Work task 1
Retype the Challenger passage between "For a successful" and "at their helm.", inclusive.
Work task 2
For each statement, answer yes or no on whether the Challenger passage supports it, and quote the words from the passage that settle it. (a) The engineer worked for NASA. (b) Challenger exploded on January 28th, 1986. (c) The decision makers fully understood the technical situation.

Source text
----------------------------------------
The engineer worked with Morton Thiokol, the supplier of the booster rockets for the US Space Shuttle. The decision makers of his company and of NASA had just agreed to go ahead with preparations to launch the Shuttle Challenger the next morning. They decided to do so, despite the engineer’s fierce opposition. He had warned, that the subzero temperatures expected for the night would pose an unacceptable risk to the mission. The freezing cold would cause the gaskets, which are supposed to seal the rocket’s different segments together, to become brittle and break. As a consequence, flames could pierce through the joints between the rocket’s segments and set the adjacent liquid fuel tank on fire.

We all know that this engineer was only too right. The next morning, January 28th, 1986, Challenger exploded shortly after liftoff, killing all aboard. Many factors had misguided the responsible top managers to their fateful decision. Their reasoning was guided by political and by PR-concerns. “What will the public think if we again delay?”; “Will Government cut funds if the Shuttle is never on schedule?”; “Let’s go ahead and launch; the entire nation wants to see that charming teacher in space!”

The matter of a brittle gasket was dwarfed by those imperative PR considerations. Since the decision makers did not really comprehend the technical situation, they had to rely on their judgment of the engineer’s personality and temperament. Was he possibly over cautious? How do we weigh his concerns against the general importance of the mission?

The accident was later investigated in detail, not only in order to find the technical cause, but also to understand, what had led to the tragic management decision. The chairman of the commission wrapped it all up in this final statement:

For a successful technology reality must take precedence over public relations because nature cannot be fooled.

Richard P Feynman (Physicist and Nobel Laureate)

In order to weigh public relations against reality, a manager must know reality, must understand its intrinsic laws, its technology.

A company whose success depends on the mastery of demanding technology needs leaders who are at home in that field. The list of the most successful business leaders is studded with passionate technologists. Microsoft or Intel or Audi would not have thrived without technological leviathans like Bill Gates, Andy Grove or Ferdinand Piëch at their helm.

Even if the trade is not rocket science, a business leader, who has never been exposed to the mundane nuts and bolts of his industry, will be at a loss. He will be too dependent on his staff when making strategic decisions and he will therefore be vulnerable to manipulation.
----------------------------------------
Data to examine
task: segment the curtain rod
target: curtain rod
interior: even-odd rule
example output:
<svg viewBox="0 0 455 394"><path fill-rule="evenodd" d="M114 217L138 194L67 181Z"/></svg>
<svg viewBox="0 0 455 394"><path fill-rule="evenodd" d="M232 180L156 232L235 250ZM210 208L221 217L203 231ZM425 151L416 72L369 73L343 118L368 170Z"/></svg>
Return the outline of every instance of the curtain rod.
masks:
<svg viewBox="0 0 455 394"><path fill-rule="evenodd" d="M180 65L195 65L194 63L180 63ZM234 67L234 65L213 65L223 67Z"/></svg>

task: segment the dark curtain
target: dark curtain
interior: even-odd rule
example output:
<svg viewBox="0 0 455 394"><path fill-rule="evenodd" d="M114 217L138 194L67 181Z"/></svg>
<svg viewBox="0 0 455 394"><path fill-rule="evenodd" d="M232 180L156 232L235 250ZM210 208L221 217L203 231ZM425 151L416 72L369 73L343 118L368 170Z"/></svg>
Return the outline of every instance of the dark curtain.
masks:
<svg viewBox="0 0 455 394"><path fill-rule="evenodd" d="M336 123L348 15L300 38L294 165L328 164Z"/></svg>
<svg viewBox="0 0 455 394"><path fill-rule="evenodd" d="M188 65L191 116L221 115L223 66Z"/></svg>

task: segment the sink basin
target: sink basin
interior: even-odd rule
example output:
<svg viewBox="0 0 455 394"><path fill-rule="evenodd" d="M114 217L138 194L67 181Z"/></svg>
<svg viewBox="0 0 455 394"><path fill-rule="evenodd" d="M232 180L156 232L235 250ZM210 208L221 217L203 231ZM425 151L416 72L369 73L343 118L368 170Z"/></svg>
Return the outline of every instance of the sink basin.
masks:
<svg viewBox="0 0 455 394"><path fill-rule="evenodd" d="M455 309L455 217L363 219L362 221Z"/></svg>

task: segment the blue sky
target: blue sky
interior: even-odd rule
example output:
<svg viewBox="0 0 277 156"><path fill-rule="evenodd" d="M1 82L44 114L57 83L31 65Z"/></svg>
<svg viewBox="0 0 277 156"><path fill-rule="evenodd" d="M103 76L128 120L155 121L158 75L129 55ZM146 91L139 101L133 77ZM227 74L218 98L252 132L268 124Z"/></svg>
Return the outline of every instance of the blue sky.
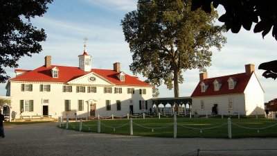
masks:
<svg viewBox="0 0 277 156"><path fill-rule="evenodd" d="M42 42L43 51L33 57L19 60L18 69L34 69L44 64L46 55L52 56L52 64L78 66L78 55L84 49L84 37L89 39L87 49L92 55L93 68L112 69L113 63L121 63L121 70L132 75L129 69L132 53L125 42L120 20L128 12L136 10L134 0L55 0L47 12L31 22L43 28L47 34ZM222 23L218 23L222 24ZM243 29L238 34L227 32L227 44L218 52L213 51L212 65L207 67L208 77L244 72L244 64L254 64L256 73L265 90L265 102L276 97L277 80L262 76L258 65L276 60L277 41L271 32L262 39L261 34ZM6 69L11 78L15 69ZM183 72L184 83L179 85L180 96L189 96L199 81L198 69ZM145 78L140 76L142 80ZM6 84L0 84L0 95L6 95ZM172 97L172 90L159 87L159 97Z"/></svg>

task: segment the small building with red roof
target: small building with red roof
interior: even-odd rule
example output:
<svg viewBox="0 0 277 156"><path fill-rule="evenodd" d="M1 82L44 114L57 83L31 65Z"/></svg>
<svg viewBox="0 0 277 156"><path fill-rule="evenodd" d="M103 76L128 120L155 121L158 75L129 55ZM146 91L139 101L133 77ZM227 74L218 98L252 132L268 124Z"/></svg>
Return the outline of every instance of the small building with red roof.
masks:
<svg viewBox="0 0 277 156"><path fill-rule="evenodd" d="M51 64L51 56L33 70L15 69L7 83L12 119L21 116L89 117L125 116L149 112L150 85L120 70L91 68L84 46L79 67Z"/></svg>
<svg viewBox="0 0 277 156"><path fill-rule="evenodd" d="M198 114L265 114L264 90L251 64L244 73L215 78L200 73L191 98L192 112Z"/></svg>

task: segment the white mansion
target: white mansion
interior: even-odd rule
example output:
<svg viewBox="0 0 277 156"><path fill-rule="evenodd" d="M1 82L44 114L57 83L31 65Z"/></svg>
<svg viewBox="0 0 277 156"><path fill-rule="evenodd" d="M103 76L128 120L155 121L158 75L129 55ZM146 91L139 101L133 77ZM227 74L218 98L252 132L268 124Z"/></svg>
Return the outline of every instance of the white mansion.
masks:
<svg viewBox="0 0 277 156"><path fill-rule="evenodd" d="M120 71L91 69L86 49L79 55L79 67L45 64L34 70L15 69L8 80L7 96L11 99L11 117L59 116L78 117L124 116L148 112L152 86Z"/></svg>

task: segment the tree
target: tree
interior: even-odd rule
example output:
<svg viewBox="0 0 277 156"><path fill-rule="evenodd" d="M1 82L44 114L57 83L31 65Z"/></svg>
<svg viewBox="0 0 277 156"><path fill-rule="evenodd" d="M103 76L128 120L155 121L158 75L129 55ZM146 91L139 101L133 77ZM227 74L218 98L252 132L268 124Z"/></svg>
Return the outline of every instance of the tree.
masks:
<svg viewBox="0 0 277 156"><path fill-rule="evenodd" d="M178 97L182 71L204 71L211 65L210 49L220 50L226 42L221 33L225 29L213 25L215 11L209 15L201 10L191 12L191 1L139 0L137 6L121 20L133 53L130 69L154 85L163 82L169 89L174 87Z"/></svg>
<svg viewBox="0 0 277 156"><path fill-rule="evenodd" d="M192 10L201 8L206 12L211 12L212 8L222 5L226 12L218 20L224 22L227 31L238 33L242 26L249 31L253 23L256 24L253 32L262 33L264 37L272 28L272 36L277 40L277 1L276 0L193 0ZM259 69L266 70L262 76L277 77L277 61L264 62L260 64Z"/></svg>
<svg viewBox="0 0 277 156"><path fill-rule="evenodd" d="M10 77L4 67L15 68L24 55L42 51L39 42L45 41L44 29L30 23L35 16L42 16L53 0L0 1L0 83Z"/></svg>
<svg viewBox="0 0 277 156"><path fill-rule="evenodd" d="M226 12L218 20L224 22L227 31L238 33L242 26L249 31L253 23L257 23L254 33L262 33L264 37L272 28L272 36L277 40L277 1L276 0L193 0L192 10L202 8L211 12L213 7L222 5ZM260 19L260 20L259 20Z"/></svg>
<svg viewBox="0 0 277 156"><path fill-rule="evenodd" d="M270 111L277 111L277 98L269 101L268 103L265 103L265 105Z"/></svg>

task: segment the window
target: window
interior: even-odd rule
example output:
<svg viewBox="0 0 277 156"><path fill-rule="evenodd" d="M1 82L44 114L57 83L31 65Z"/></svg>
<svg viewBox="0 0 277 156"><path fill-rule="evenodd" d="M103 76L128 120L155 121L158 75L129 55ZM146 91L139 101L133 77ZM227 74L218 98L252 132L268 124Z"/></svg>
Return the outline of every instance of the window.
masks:
<svg viewBox="0 0 277 156"><path fill-rule="evenodd" d="M20 110L23 112L34 112L34 101L20 100Z"/></svg>
<svg viewBox="0 0 277 156"><path fill-rule="evenodd" d="M218 91L219 88L218 88L218 83L215 83L213 84L214 85L214 87L215 87L215 91Z"/></svg>
<svg viewBox="0 0 277 156"><path fill-rule="evenodd" d="M96 93L96 87L87 87L87 92L88 93Z"/></svg>
<svg viewBox="0 0 277 156"><path fill-rule="evenodd" d="M114 94L121 94L122 88L114 87Z"/></svg>
<svg viewBox="0 0 277 156"><path fill-rule="evenodd" d="M21 92L32 92L33 85L32 84L21 84Z"/></svg>
<svg viewBox="0 0 277 156"><path fill-rule="evenodd" d="M233 81L230 80L229 81L229 89L233 89Z"/></svg>
<svg viewBox="0 0 277 156"><path fill-rule="evenodd" d="M72 86L70 85L62 86L62 92L72 92Z"/></svg>
<svg viewBox="0 0 277 156"><path fill-rule="evenodd" d="M125 76L124 75L120 75L120 81L125 81Z"/></svg>
<svg viewBox="0 0 277 156"><path fill-rule="evenodd" d="M134 94L134 88L127 88L127 94Z"/></svg>
<svg viewBox="0 0 277 156"><path fill-rule="evenodd" d="M76 87L77 93L84 93L86 92L86 87L84 86L77 86Z"/></svg>
<svg viewBox="0 0 277 156"><path fill-rule="evenodd" d="M140 94L146 94L146 89L139 89Z"/></svg>
<svg viewBox="0 0 277 156"><path fill-rule="evenodd" d="M53 78L57 78L59 75L59 71L53 71Z"/></svg>
<svg viewBox="0 0 277 156"><path fill-rule="evenodd" d="M89 62L90 62L89 58L86 58L84 60L84 64L85 65L89 65Z"/></svg>
<svg viewBox="0 0 277 156"><path fill-rule="evenodd" d="M70 103L71 103L70 100L64 101L64 110L65 111L71 111Z"/></svg>
<svg viewBox="0 0 277 156"><path fill-rule="evenodd" d="M120 102L120 101L116 101L116 109L117 109L117 110L121 110L121 102Z"/></svg>
<svg viewBox="0 0 277 156"><path fill-rule="evenodd" d="M233 98L229 98L229 99L228 109L229 110L233 109Z"/></svg>
<svg viewBox="0 0 277 156"><path fill-rule="evenodd" d="M51 85L40 85L39 91L40 92L50 92Z"/></svg>
<svg viewBox="0 0 277 156"><path fill-rule="evenodd" d="M111 87L104 87L104 93L111 93Z"/></svg>
<svg viewBox="0 0 277 156"><path fill-rule="evenodd" d="M204 105L204 101L201 101L201 110L204 110L205 109L205 106Z"/></svg>
<svg viewBox="0 0 277 156"><path fill-rule="evenodd" d="M201 92L205 92L206 91L206 87L205 87L205 85L201 85Z"/></svg>
<svg viewBox="0 0 277 156"><path fill-rule="evenodd" d="M48 104L49 99L42 99L42 104Z"/></svg>
<svg viewBox="0 0 277 156"><path fill-rule="evenodd" d="M148 110L148 101L139 101L139 110Z"/></svg>
<svg viewBox="0 0 277 156"><path fill-rule="evenodd" d="M84 100L78 100L79 111L84 110Z"/></svg>
<svg viewBox="0 0 277 156"><path fill-rule="evenodd" d="M111 101L106 100L106 107L107 110L111 110Z"/></svg>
----------------------------------------
Task result 1
For a successful technology reality must take precedence over public relations because nature cannot be fooled.

Richard P Feynman (Physicist and Nobel Laureate)

In order to weigh public relations against reality, a manager must know reality, must understand its intrinsic laws, its technology.

A company whose success depends on the mastery of demanding technology needs leaders who are at home in that field. The list of the most successful business leaders is studded with passionate technologists. Microsoft or Intel or Audi would not have thrived without technological leviathans like Bill Gates, Andy Grove or Ferdinand Piëch at their helm.

Task result 2
(a) No: "The engineer worked with Morton Thiokol, the supplier of the booster rockets for the US Space Shuttle."
(b) Yes: "The next morning, January 28th, 1986, Challenger exploded shortly after liftoff"
(c) No: "Since the decision makers did not really comprehend the technical situation"